Locate each line of the records that contains the string "white", and copy those lines out. Case counts.

* **Saved data entries**:
begin

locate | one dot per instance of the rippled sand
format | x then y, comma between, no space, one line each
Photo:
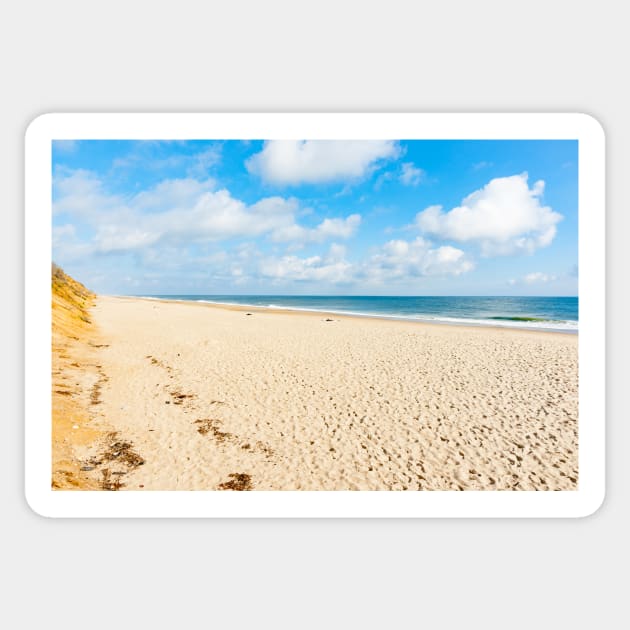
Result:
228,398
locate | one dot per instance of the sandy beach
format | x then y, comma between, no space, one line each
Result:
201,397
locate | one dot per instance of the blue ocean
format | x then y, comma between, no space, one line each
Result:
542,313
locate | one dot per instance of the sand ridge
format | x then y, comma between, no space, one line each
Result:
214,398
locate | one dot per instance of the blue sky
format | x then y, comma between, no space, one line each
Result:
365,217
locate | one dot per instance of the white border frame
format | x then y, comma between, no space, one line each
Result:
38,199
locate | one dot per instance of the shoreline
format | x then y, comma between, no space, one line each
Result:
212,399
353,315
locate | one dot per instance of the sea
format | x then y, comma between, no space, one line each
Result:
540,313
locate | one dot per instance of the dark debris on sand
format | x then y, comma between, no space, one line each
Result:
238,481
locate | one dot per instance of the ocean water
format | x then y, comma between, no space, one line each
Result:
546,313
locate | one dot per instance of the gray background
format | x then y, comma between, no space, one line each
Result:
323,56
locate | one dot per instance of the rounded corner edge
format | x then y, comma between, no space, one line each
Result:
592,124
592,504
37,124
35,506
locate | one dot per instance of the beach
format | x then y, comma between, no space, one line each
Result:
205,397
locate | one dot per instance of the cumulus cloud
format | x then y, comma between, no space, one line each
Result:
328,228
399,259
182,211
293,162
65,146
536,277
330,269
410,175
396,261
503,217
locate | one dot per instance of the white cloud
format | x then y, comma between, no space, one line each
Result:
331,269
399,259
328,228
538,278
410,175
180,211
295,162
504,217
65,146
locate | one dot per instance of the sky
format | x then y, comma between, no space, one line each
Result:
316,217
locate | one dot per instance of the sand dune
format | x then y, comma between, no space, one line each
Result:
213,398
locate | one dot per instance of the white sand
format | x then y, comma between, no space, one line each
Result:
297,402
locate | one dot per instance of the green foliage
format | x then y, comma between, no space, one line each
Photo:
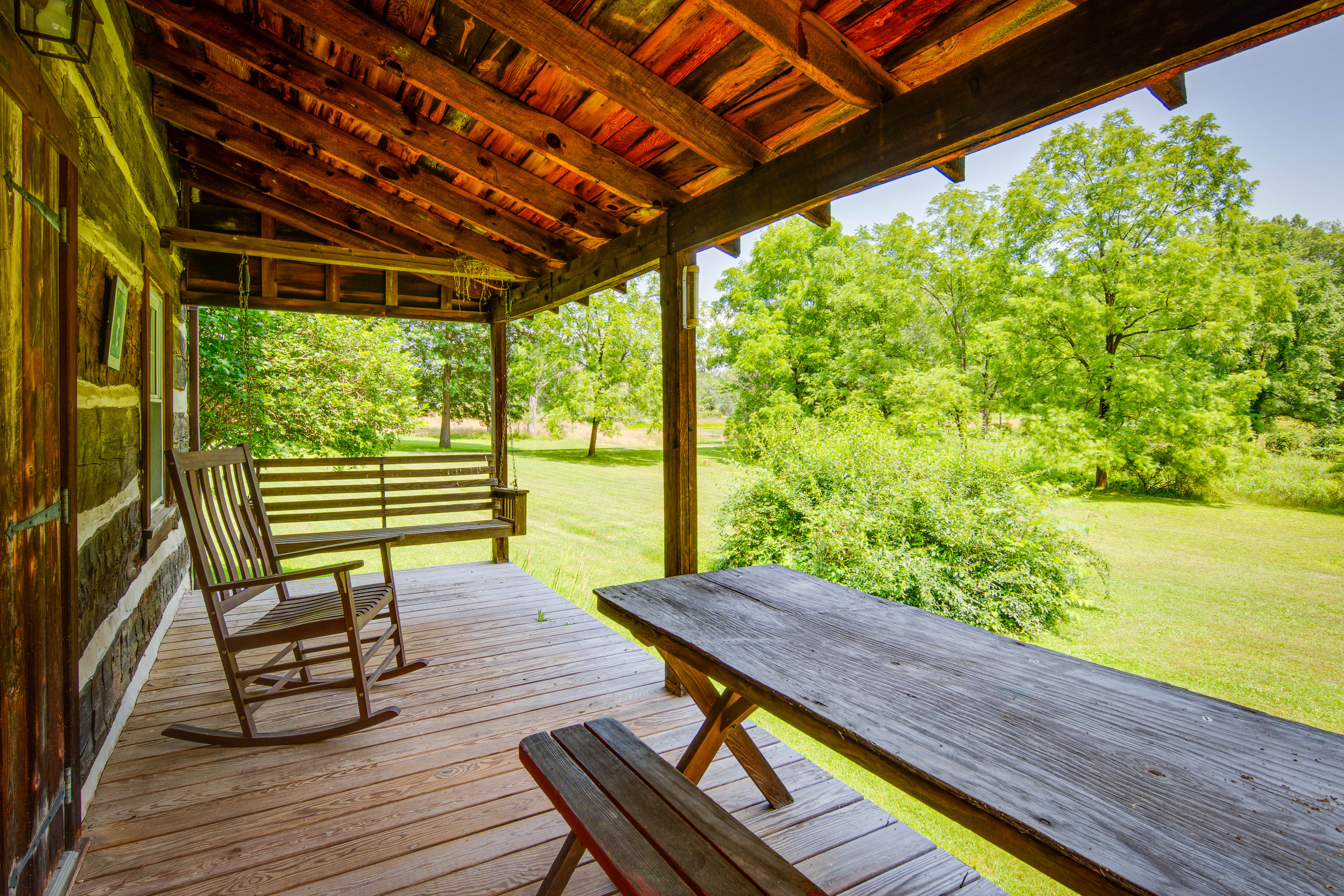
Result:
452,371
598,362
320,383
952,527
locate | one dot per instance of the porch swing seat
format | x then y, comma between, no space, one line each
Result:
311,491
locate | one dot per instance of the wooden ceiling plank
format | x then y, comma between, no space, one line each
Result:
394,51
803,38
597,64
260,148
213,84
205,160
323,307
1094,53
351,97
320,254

end
begin

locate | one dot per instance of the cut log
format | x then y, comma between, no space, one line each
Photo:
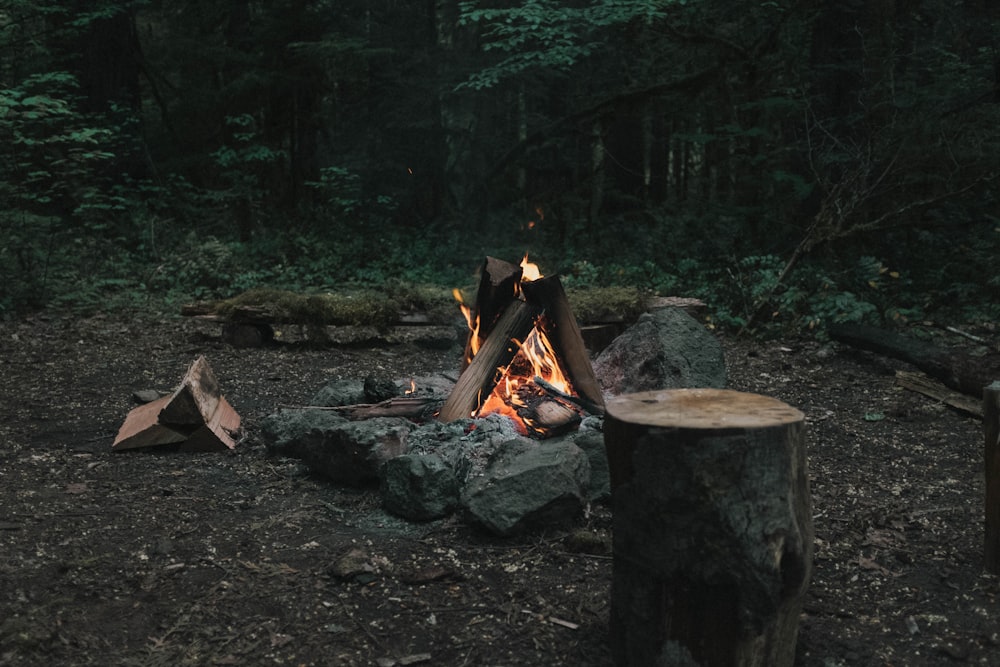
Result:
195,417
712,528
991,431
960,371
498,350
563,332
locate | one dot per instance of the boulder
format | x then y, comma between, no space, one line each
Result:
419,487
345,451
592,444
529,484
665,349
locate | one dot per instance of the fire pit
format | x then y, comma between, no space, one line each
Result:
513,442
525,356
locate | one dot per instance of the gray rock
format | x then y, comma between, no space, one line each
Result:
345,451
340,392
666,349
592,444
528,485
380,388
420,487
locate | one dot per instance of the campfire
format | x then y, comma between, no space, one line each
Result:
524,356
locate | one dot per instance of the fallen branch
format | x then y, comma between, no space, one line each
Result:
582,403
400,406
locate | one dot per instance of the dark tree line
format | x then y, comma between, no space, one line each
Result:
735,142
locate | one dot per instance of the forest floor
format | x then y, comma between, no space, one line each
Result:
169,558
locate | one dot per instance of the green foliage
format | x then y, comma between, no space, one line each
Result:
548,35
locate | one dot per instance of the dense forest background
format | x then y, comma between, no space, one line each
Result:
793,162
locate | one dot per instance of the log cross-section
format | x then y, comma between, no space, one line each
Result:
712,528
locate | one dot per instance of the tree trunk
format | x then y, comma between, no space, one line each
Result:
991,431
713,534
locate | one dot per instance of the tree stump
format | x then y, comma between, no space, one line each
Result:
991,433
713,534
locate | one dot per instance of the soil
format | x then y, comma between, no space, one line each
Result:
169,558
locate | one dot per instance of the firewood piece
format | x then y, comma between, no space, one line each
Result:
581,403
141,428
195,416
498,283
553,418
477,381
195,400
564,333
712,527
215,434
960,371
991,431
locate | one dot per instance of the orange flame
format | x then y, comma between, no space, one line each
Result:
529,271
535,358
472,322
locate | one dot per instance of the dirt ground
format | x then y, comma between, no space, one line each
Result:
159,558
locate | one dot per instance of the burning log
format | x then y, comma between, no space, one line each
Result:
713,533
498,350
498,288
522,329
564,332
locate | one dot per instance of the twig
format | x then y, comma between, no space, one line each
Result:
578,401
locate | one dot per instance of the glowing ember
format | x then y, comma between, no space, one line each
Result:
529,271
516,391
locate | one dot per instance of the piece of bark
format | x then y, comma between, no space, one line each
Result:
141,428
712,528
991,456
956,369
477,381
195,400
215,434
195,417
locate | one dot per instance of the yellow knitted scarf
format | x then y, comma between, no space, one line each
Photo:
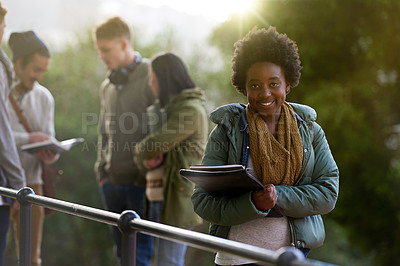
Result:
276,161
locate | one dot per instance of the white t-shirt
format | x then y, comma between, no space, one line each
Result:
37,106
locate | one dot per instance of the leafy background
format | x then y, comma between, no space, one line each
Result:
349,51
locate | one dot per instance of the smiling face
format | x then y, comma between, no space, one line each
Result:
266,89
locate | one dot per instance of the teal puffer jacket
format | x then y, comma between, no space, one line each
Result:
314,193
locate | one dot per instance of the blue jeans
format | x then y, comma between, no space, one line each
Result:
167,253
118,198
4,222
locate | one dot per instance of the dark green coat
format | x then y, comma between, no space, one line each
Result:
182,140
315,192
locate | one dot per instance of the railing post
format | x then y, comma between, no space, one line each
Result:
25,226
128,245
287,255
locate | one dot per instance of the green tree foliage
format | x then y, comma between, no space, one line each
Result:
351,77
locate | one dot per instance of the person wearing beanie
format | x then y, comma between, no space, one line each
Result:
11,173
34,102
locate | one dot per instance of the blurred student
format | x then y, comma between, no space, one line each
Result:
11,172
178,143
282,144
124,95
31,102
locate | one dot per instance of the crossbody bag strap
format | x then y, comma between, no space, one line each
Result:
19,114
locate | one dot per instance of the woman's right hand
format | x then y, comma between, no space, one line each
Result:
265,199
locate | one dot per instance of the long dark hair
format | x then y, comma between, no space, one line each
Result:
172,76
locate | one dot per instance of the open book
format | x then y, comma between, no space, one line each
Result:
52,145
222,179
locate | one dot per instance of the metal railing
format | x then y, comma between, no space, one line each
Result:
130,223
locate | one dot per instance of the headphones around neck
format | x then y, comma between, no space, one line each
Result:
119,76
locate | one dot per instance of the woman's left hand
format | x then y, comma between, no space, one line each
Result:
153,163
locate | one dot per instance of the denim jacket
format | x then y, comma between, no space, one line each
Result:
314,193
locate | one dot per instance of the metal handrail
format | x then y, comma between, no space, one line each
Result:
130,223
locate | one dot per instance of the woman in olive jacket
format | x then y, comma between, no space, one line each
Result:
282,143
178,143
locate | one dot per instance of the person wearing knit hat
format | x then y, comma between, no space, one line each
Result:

end

* **Answer to the problem**:
locate | one dot per instance of the white border frame
locate | one dot per instance of the white cloud
locate | one dot per instance of the white sand
locate | one dot per instance of the white t-shirt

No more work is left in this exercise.